WHAT IS REQUIRED
Please copy the post below comparing Scheme with C word for word, from its first line to its last.

* BEGIN DOCUMENT TEXT *

Bryce Bockman writes:
If it is syntactical simplicity that you like you might want to learn Scheme as an introduction to FP. I'm no expert on either Scheme or Haskell, but we all have to agree it is an elegant language. I'm currently teaching myself the two in parallel, and I find that scheme is sort of the C of FP, in the sense that it doesn't try to be too fancy in what it gives you. No fancy type system there, but you can build just about anything with it.
I would rather not compare Scheme to "C". C is a fixed-syntax language, the "lack of fanciness" is *rigidity*. Scheme is infinitely extensible, don't say that its *syntax* is simple just because you have its "Cambridge-Polish" notation, parenthesed/prefixed. Just look at the syntax of DO, of classes, units, etc. in DrScheme, just try to imagine the power of a *general* macro-expander, very far from cpp...

* END DOCUMENT TEXT *
* BEGIN STORED DATA *

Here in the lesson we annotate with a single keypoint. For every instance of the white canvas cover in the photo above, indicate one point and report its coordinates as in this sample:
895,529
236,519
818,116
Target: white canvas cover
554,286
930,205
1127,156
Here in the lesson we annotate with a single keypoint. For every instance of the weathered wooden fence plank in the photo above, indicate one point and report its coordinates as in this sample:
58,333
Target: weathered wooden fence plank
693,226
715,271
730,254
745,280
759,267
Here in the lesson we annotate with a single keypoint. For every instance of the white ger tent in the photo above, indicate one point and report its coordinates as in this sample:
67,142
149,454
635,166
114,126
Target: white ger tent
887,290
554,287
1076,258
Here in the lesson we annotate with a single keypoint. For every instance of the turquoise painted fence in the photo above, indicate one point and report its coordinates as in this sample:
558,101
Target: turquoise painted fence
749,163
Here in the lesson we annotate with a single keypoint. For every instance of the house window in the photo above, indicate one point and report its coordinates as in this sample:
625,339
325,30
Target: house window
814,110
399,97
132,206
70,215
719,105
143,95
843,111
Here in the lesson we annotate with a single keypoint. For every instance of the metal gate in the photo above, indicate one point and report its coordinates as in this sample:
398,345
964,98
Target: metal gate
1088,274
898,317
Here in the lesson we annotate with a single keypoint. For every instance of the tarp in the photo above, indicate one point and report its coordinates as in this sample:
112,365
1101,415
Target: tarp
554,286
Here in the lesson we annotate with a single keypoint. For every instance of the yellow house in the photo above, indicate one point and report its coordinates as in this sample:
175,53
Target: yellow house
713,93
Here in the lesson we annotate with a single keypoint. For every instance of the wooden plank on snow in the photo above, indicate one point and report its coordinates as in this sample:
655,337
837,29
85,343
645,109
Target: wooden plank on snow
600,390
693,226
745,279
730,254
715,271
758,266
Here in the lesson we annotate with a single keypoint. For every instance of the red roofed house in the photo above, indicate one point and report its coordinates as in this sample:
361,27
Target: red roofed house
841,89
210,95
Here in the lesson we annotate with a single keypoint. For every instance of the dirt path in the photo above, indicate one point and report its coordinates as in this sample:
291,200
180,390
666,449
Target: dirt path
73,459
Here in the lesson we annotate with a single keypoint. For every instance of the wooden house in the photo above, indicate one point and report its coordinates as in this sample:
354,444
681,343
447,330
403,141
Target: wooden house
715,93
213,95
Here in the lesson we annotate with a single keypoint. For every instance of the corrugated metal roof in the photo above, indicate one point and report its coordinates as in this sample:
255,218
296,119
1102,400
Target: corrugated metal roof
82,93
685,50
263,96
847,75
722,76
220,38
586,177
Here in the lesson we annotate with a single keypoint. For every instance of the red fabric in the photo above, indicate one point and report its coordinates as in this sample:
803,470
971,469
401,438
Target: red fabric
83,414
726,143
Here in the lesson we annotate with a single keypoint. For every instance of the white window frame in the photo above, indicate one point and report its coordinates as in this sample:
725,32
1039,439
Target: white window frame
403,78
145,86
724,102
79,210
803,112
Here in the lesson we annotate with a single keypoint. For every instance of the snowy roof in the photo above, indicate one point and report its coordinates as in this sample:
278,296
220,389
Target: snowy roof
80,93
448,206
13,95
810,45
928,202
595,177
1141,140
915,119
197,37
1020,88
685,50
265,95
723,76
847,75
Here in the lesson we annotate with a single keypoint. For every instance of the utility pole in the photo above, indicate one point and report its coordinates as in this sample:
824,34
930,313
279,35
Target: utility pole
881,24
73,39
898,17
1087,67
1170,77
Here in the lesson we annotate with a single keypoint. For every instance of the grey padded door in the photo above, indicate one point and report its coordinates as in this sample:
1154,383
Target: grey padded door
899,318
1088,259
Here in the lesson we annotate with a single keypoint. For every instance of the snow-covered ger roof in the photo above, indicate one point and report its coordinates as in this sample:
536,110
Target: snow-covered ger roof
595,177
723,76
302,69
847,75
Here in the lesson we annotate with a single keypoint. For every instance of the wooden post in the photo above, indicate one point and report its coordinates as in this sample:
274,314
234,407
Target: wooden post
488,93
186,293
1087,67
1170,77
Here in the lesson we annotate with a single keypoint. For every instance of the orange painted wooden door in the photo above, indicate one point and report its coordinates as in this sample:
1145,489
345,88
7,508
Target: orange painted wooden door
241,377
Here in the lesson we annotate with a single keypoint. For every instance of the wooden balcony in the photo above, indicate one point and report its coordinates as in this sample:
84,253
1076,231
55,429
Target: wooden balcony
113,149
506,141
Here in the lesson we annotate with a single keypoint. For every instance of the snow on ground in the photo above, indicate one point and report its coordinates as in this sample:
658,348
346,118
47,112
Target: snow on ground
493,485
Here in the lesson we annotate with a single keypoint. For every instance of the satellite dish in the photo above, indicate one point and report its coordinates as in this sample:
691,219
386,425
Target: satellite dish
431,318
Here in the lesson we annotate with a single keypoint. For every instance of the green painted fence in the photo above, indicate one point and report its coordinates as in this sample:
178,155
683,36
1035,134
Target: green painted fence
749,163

* END STORED DATA *
* BEGIN STORED DATA *

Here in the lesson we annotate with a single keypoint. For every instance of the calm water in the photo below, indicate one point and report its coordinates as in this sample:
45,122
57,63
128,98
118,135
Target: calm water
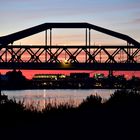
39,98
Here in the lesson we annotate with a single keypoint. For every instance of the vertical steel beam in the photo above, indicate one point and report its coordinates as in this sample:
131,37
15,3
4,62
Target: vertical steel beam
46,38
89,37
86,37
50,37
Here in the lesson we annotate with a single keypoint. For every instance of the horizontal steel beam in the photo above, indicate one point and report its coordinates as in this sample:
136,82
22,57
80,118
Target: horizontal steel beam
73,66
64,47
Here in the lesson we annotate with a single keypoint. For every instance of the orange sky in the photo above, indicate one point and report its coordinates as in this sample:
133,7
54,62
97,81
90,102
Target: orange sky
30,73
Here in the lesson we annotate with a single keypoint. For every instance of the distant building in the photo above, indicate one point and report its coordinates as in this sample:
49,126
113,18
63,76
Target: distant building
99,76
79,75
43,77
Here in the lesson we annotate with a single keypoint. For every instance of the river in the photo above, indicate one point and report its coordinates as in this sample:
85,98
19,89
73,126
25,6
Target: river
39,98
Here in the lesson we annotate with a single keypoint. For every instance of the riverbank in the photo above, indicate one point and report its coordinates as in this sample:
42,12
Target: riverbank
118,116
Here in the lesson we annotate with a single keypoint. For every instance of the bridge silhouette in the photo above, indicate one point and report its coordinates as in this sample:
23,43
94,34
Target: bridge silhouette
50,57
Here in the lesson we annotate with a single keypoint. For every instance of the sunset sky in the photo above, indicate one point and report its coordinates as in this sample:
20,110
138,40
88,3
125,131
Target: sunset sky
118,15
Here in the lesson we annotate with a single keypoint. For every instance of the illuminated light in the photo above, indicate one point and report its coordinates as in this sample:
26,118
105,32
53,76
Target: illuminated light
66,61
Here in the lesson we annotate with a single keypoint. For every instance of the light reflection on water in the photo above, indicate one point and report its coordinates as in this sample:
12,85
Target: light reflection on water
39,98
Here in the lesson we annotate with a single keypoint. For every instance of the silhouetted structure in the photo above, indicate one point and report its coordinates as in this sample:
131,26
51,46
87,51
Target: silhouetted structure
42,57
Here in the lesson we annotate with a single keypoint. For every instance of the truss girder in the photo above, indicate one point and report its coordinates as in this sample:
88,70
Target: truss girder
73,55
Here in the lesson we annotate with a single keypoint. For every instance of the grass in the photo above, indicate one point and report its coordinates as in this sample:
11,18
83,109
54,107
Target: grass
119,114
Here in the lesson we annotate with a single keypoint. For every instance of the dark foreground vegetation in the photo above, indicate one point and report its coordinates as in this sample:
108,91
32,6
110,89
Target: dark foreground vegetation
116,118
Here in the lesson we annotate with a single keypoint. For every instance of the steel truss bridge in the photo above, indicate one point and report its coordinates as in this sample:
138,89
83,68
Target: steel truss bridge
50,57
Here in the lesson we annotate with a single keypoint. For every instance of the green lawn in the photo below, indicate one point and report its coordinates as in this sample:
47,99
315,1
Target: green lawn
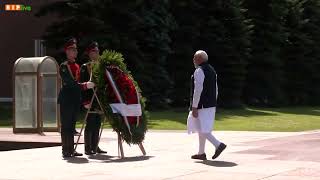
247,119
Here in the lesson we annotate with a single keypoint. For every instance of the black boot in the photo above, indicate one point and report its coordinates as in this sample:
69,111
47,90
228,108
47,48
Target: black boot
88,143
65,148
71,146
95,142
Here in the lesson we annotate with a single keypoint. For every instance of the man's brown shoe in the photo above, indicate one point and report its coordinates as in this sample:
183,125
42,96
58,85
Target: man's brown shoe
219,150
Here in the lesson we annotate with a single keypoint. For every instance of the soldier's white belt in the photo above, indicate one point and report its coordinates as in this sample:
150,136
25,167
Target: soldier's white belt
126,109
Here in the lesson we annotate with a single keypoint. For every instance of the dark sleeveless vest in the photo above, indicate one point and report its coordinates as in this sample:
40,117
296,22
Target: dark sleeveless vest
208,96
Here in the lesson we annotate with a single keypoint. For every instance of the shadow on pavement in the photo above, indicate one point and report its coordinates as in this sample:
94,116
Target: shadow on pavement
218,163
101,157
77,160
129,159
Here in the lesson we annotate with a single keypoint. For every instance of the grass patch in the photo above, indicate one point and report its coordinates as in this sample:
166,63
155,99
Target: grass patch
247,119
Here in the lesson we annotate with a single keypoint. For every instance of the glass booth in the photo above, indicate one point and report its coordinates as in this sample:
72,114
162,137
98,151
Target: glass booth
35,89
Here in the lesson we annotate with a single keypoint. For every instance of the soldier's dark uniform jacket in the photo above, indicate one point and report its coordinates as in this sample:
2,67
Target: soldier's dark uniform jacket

* END STORED DATA *

SOLUTION TO THIS TASK
Bryce Bockman writes:
If it is syntactical simplicity that you like you might want to learn Scheme as an introduction to FP. I'm no expert on either Scheme or Haskell, but we all have to agree it is an elegant language. I'm currently teaching myself the two in parallel, and I find that scheme is sort of the C of FP, in the sense that it doesn't try to be too fancy in what it gives you. No fancy type system there, but you can build just about anything with it.
I would rather not compare Scheme to "C". C is a fixed-syntax language, the "lack of fanciness" is *rigidity*. Scheme is infinitely extensible, don't say that its *syntax* is simple just because you have its "Cambridge-Polish" notation, parenthesed/prefixed. Just look at the syntax of DO, of classes, units, etc. in DrScheme, just try to imagine the power of a *general* macro-expander, very far from cpp...